## ОТРЫВОК ДЛЯ ЧТЕНИЯ:
---
Со «стачек» начали и рабочие: сговор о сопротивлении, невыход на работу, пассивное ожидание милостей от хозяина. У народовольцев стачка — протест, забастовка. Мало чем отличается такая стачка от бунта крестьян, мало в ней сознательности. Но именно так и начиналась классовая борьба.
Слово забастовка в словари попало лишь в 1902 году, так долго оно входило в обиход. Сегодня в любом словаре стачка и забастовка даны как равнозначные, чуть ли не полные синонимы. Однако стачка — русское слово, которое применили русские рабочие на заре революционного движения, — обычная остановка в работе, вызванная экономическими требованиями; забастовка — интернациональное слово, произошло от итальянского basta, что и значит довольно, кончай.
Долго искали точное слово, способное выразить суть дела. Стакнуться в стачке — сговориться в сделке… слишком двусмысленно, здесь нет ничего специфически рабочего. Слово забастовка встречается и в словаре Даля (1866), здесь оно значит «шабаш или прогул по стачке, сообща, чтобы вынудить повышение платы» — вынудить… ясно, с чьего голоса сказано. Стакнуться да пошабашить — сговориться да бросить работу, — куда как конкретно и всем понятно. Эмоций в словесном образе еще довольно, понятия — нет. Разговорный, бытовой смысл слов еще не сгустился в революционный термин, поскольку и не «обеспечен» он был реальными действиями работников. Внимание сосредоточено на случайных признаках: на факте сговора, на остановке в работе. Нет осознанного понимания средств классовой борьбы и тем более — социальной сознательности. И в 60-е годы слово забастовка еще не утвердилось как термин, и в 70-е говорили о беспорядках, только с 80-х годов — о «забастовке рабочих», тут же и «забастовки студентов», «забастовки занятий в учебных учреждениях». Все столь же неопределенно в классовом отношении.
Реакционные газеты конца XIX века ловко жонглировали словами, различая студенческие забастовки и рабочие беспорядки. Стачка, смута, волнения, забастовка, бунт, беспорядок, — обозначения намеренно множатся, чтобы запутать и самую мысль, смягчить впечатление.
Наоборот, в революционной среде постепенно вырабатывалось дифференцированное отношение к формам классовой борьбы. В дневниках В. Г. Короленко такое отношение заметно: в 1898 году он говорит о «студенческих волнениях», а в 1901 году различает «стачки рабочих» и «забастовки студентов». В те же годы В. Я. Брюсов записывает в дневнике сообщения о студенческих волнениях.
Попутно следовало выработать и обозначение общего сбора участников «стачки», и поначалу сгодилось обычное русское слово расхожего языка: скоп. О скопе говорил П. Д. Боборыкин применительно к студенческим сходкам начала 60-х годов. Это слово выбрано неудачно, оно опорочено употреблением, которое не годится в данном случае. А. И. Герцен различал «тайные скопы» и «великое право сходов», то есть собраний. Оба слова разговорные, в отличие от книжного собрание, но словесный образ слова скоп становился вульгарным. Участник студенческого движения Л. Ф. Пантелеев, говоря о тех же студенческих сборах, сначала употребил, видимо, распространенное тогда слово сход — в положительном смысле, а затем, и уже окончательно, остановился на слове, которое и стало тогда основным обозначением этого явления: студенческие сходки. Именно так называли их и другие участники — но с иной стороны, правительственной.
---
(Данные из источника)
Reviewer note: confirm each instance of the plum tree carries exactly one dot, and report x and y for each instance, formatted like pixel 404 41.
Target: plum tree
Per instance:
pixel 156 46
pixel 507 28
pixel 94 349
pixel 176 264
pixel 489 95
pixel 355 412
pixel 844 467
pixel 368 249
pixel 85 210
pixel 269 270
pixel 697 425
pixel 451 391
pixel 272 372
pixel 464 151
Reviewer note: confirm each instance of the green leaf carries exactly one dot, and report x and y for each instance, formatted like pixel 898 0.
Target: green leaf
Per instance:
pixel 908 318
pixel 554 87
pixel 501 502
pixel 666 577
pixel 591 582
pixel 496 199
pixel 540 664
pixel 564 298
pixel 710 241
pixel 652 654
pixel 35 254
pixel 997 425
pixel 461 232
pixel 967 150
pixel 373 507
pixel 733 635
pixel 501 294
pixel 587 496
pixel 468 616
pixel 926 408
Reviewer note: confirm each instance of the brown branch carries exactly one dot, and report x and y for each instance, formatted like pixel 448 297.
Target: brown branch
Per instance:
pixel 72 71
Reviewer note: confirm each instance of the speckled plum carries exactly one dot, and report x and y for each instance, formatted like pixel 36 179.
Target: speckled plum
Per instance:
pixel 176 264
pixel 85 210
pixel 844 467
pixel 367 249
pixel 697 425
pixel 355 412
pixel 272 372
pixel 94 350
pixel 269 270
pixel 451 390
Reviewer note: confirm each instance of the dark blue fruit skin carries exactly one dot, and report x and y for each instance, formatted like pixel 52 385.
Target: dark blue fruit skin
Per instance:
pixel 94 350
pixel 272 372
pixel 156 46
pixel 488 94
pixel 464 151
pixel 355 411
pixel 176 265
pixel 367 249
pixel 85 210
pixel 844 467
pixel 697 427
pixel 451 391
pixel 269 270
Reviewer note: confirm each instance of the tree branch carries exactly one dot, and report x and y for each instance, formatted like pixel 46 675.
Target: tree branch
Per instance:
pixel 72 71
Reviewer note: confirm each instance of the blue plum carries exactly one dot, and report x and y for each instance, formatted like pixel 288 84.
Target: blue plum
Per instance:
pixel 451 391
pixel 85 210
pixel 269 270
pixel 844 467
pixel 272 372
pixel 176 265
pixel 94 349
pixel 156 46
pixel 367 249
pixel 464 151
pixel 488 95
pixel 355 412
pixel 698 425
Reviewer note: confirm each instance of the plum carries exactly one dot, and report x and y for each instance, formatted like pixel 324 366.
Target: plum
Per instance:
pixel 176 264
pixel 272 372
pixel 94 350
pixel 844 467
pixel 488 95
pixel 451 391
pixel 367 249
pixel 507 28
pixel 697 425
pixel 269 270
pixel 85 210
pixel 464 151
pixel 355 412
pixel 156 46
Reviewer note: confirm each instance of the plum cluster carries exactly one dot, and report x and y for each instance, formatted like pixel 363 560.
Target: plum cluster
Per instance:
---
## ЗАДАНИЕ A:
В каком году, согласно отрывку о словах «стачка» и «забастовка», слово «забастовка» попало в словари?
## ЗАДАНИЕ B:
Перепишите строки списка начиная со строки, где стоит «Reviewer note: confirm each instance of the plum cluster», и до конца списка включительно, заменив «plum cluster» на «plum bunch». Остальное оставьте как есть.
Отрывок и список никак не связаны между собой.

## ПОЛНЫЙ ОТВЕТ A:
В 1902 году.

## ПОЛНЫЙ ОТВЕТ B:
Reviewer note: confirm each instance of the plum bunch carries exactly one dot, and report x and y for each instance, formatted like pixel 363 560.
Target: plum bunch
Per instance:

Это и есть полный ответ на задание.